**Task list:**
(a) Rewrite the section of the Doctor Who review from "The TARDIS lands" through "about to end.", changing "ALIEN PLANET" to "alien world".
(b) Extend the Doctor Who review past its final sentence.

This is already not working for me.

The TARDIS lands at the end of the universe. This is a great hook, and for the first time since 1989, the episode is set on an ALIEN PLANET!


Unfortunately:

a.
Despite being 500 trillion years in the future, right at the end of the universe, everything looks like the 1960s,
b. It's populated by humans,
c. The fact that it is the end of the universe is never explored. In fact, it's all about the humans hoping to travel to another planet and begin a new life, even though the universe is about to end.


Even the savages are called the "Futurekind," although there is no future.

I can't help but compare this with Lance Parkin's imaginative book Doctor Who: The Infinity Doctors, which featured several chapters at the end of the universe, exploring the idea with backwards-living characters who were burning history books to keep warm, because everything was getting unstoppably colder. In this show however, the actual impending end of the universe is irrelevant.

The Doctor and Jack have a very long conversation in which they try to explain away plot-holes from earlier episodes, mostly ones by this author. Perhaps inevitably, this quickly backfires.

I hate writing these things, but someone has to...

a. The Doctor says that in The Parting Of The Ways, he knew that Rose, with the power of the Time Vortex (= power of God - the only way I can describe such a terribly easy story-ending), had brought Jack back to life and accidentally made him immortal.

Unfortunately, the Doctor didn't know that Rose had brought him back to life. Afterwards, Rose didn't know either. Of course, the Doctor did possess the power of the Time Vortex himself for maybe ten seconds just after that moment, so that would be the only possible occasion when he could have discovered this.

Except that he could also have fixed it at that moment, but didn't.

**Given data:**
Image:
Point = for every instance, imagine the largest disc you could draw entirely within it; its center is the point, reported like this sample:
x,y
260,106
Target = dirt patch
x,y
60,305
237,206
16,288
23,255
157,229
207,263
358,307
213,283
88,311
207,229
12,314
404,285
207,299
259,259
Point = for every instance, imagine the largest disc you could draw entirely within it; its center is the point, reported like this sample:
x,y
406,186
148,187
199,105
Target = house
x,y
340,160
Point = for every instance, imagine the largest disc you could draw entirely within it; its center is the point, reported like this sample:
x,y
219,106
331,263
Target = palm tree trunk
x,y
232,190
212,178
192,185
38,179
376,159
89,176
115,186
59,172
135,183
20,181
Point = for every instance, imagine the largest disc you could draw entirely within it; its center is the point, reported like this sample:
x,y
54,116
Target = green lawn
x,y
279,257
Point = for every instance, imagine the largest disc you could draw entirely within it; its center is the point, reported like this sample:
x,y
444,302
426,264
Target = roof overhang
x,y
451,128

**Responses per task:**
(a)
The TARDIS lands at the end of the universe. This is a great hook, and for the first time since 1989, the episode is set on an alien world!


Unfortunately:

a.
Despite being 500 trillion years in the future, right at the end of the universe, everything looks like the 1960s,
b. It's populated by humans,
c. The fact that it is the end of the universe is never explored. In fact, it's all about the humans hoping to travel to another planet and begin a new life, even though the universe is about to end.

(b)
As for whether either of them subsequently remembered those events, there's been contradictory evidence both ways since then. The easier-to-reconcile explanation is that he just watched the episode on the telly.

b. The Doctor says he left Jack behind because he was immortal, and that was wrong. I'll bite the bullet and just accept that one, though it doesn't sound like a reason to me, and certainly not a Doctorish one. There's no evidence of this whatsoever in the episode.

Finally the aging Professor Yana turns out, entirely by coincidence, to be the Master. I've been waiting for this ever since I read that the Cybermen would return a year after the Daleks. He's only just made it in time.


This is done quite well. Derek Jacobi plays an innocent old man who comes across as so real, that he just doesn't quite fit into a fictional show. That's not a criticism, rather a measure of how good the old luvvie is. As his true identity breaks through in his mind, I caught a snatch of Anthony Ainley in the role on the soundtrack. If it's from after Logopolis, this would be only the third allusion to the post 1981 episodes of the original series, which have so far been quietly glossed-over.

The Doctor has a flashback to the face of Bo's dying words "You are not alone," and as expected, there's still no explanation why he didn't say "The Master is alive" or why he didn't tell the Doctor earlier. It's the bad wolf plot-chasm all over again.

Derek Jacobi, unfortunately, doesn't seem to have been told who the Master is. Even his thinking out loud – "If the Doctor can be young and strong, then so can I, the Master" – could imply that he's just finding out things like regeneration and his own name for the first time. And, given that he's just getting his memory back, that might be fine, except that the actor he regenerates into – John Simm – displayed no knowledge of the character either.

The Sound Of Drums

Having regenerated, the Master steals the TARDIS, heading back to Earth in Martha's recent past and becoming the "Mr Saxon" character whose name has been repeatedly mentioned without any context this season. Just for a change, most of those references have actually turned out to be valid though, although the regeneration makes the character's personal absence so far a real missed opportunity. How great would it have been for the Master to regenerate into a character who we had already met and trusted? Oh well.

No explanation for why he's been a local election candidate in two different countries though, with his name on posters in both London and Wales.

By the time the Doctor, Martha and Jack have caught up with him, the Master has just become Prime Minister. You'd have thought that would make quite a good story, but this isn't it. Like the end of the universe, the Master's hypnosis of the public into giving him the premiership is quite irrelevant to what follows. What a shame. What a battle of wits that could have been.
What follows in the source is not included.